▶ Письменное задание
Согласуются ли с отрывком о побеге Бакунина, приведённым ниже, утверждения (а) «Государь разрешил Бакунину вступить в службу писцом», (б) «В Хакодате американский капитан взялся довезти Бакунина до Нью-Йорка» и (в) «Бакунин заранее знал, что почетный гость на корабле — русский консул»? Для каждого ответьте «да» или «нет» и точно процитируйте решающие слова отрывка.

+++ Источник +++

В 1860 году мать Бакунина просила государя о возвращении сына в Россию; государь сказал, что «при жизни его Бакунина из Сибири не переведут», но, чтоб и она не осталась без утешенья и царской милости, он разрешил ему вступить в службу писцом.
Тогда Бакунин, взяв в расчет красные щеки и сорокалетний возраст императора, решился бежать; я его в этом совершенно оправдываю. Последние годы лучше всего доказывают, что ему нечего в Сибири было ждать. Девяти лет каземата и нескольких лет ссылки было за глаза довольно. Не от его побега, как говорили, стало хуже политическим сосланным, а от того, что времена стали хуже, люди стали хуже. Какое влияние имел побег Бакунина на гнусное преследование, добивание Михайлова? А что какой-нибудь Корсаков получил выговор… об этом не стоит и говорить. Жаль, что не два.
Бегство Бакунина замечательно пространствами, это самое длинное бегство в географическом смысле. Пробравшись на Амур под предлогом торговых дел, он уговорил какого-то американского шкипера взять его с собой к японскому берегу. В Хакодате другой американский капитан взялся его довести до С.-Франсиско. Бакунин отправился к нему на корабль и застал моряка, (333) сильно хлопотавшего об обеде; он ждал какого-то почетного гостя и пригласил Бакунина. Бакунин принял приглашение и, только когда гость приехал, узнал, что это генеральный русский консул.

+++ Извлечённый материал +++

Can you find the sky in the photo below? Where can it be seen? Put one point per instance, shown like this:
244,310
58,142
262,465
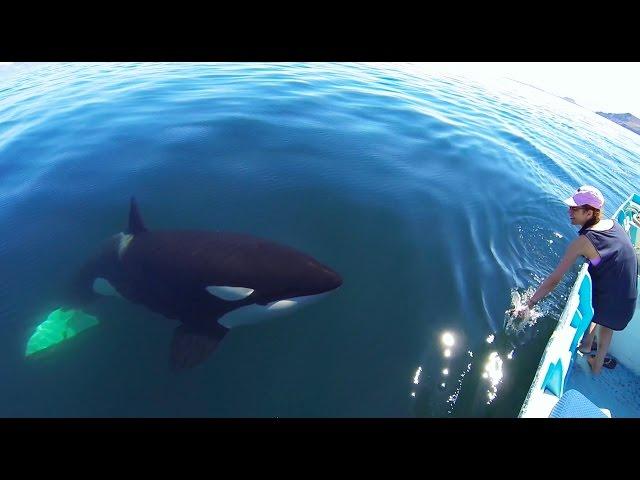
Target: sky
612,87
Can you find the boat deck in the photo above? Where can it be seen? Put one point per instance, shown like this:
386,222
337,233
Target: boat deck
617,390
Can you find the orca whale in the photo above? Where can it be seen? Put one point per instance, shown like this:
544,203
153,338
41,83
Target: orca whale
209,281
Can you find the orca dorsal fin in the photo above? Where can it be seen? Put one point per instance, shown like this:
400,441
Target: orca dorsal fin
136,225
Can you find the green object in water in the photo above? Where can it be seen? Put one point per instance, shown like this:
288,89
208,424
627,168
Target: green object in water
60,325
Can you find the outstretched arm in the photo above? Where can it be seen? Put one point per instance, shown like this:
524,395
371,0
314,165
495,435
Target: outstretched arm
575,249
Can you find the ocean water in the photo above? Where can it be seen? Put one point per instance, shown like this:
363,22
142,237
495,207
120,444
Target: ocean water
434,196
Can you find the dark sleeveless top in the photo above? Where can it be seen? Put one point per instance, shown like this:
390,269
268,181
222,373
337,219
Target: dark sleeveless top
615,278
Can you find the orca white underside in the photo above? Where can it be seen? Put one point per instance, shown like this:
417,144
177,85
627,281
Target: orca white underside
252,314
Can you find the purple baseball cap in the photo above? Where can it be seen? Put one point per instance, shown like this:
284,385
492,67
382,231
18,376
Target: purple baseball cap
586,195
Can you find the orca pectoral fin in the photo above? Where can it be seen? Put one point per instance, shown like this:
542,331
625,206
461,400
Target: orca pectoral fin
191,347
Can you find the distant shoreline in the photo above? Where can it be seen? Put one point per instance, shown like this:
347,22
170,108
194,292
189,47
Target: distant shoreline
626,120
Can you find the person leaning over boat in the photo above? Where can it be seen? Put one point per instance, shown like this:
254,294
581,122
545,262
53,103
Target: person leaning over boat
612,266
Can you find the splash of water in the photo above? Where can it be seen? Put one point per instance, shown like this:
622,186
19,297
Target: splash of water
520,317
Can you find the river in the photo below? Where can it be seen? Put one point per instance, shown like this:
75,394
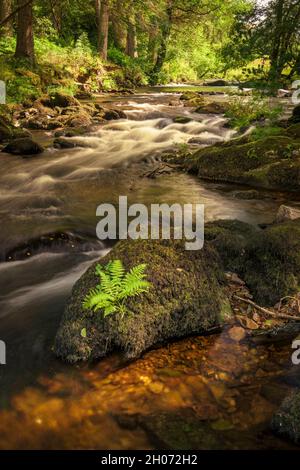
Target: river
47,210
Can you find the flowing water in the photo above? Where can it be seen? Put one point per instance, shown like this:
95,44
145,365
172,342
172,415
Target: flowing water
47,238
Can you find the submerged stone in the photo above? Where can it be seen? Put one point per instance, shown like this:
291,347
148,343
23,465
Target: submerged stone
286,421
272,162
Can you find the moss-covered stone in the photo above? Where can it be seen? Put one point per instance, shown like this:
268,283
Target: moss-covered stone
186,298
271,266
213,108
294,131
272,162
230,238
268,260
286,421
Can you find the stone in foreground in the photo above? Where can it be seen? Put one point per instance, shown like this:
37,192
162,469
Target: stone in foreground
186,298
286,421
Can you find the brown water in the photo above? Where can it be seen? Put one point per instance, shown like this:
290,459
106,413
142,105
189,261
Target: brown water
48,405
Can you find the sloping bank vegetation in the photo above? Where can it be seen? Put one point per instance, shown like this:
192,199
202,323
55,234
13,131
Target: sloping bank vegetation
188,291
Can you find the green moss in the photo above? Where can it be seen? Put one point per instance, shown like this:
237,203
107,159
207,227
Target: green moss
271,266
186,298
272,162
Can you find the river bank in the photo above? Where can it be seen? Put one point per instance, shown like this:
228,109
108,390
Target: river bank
58,192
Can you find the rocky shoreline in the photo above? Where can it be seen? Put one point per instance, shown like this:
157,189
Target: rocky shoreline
190,291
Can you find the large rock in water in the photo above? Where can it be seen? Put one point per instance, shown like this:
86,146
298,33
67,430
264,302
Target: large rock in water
272,162
271,266
267,260
24,146
186,298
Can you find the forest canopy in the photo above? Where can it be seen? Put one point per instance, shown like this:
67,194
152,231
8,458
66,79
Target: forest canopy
127,43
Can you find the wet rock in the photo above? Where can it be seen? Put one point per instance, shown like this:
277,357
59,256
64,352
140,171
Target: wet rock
182,119
281,334
61,100
218,82
296,115
294,131
230,238
237,333
186,297
271,163
84,95
192,98
6,132
72,132
69,143
282,93
114,114
24,146
287,213
247,195
286,421
267,260
212,108
64,143
271,266
81,119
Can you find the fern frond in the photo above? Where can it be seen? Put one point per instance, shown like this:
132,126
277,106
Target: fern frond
115,286
116,270
135,287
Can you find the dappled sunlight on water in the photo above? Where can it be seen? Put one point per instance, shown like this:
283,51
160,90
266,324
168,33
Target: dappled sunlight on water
215,387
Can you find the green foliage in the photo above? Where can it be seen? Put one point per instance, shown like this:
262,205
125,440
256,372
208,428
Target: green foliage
243,111
115,287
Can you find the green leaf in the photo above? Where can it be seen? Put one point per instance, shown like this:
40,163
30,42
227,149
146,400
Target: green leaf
115,286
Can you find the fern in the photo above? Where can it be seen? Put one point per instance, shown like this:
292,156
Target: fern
115,286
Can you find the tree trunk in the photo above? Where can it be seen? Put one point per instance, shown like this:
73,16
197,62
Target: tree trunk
153,43
56,9
103,29
98,14
119,30
165,36
25,40
5,11
275,69
131,45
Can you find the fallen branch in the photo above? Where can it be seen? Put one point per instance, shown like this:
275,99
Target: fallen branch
266,311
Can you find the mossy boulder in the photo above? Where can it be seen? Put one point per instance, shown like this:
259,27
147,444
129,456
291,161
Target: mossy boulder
272,162
212,108
24,146
294,131
191,98
271,266
230,239
286,421
62,100
295,118
186,298
267,260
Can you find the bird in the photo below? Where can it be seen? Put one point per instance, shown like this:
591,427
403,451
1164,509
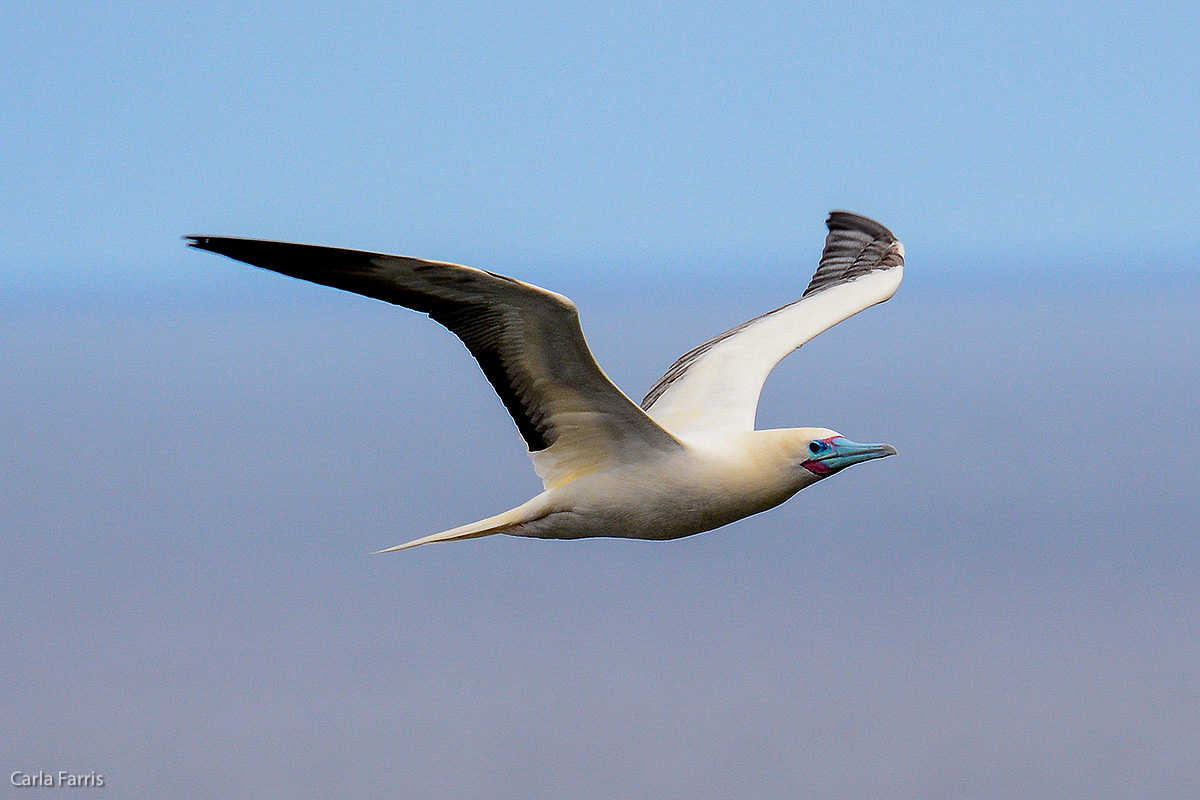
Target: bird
685,459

+++

▶ Результат ниже
(а) Да: «он разрешил ему вступить в службу писцом».
(б) Нет: «В Хакодате другой американский капитан взялся его довести до С.-Франсиско».
(в) Нет: «только когда гость приехал, узнал, что это генеральный русский консул».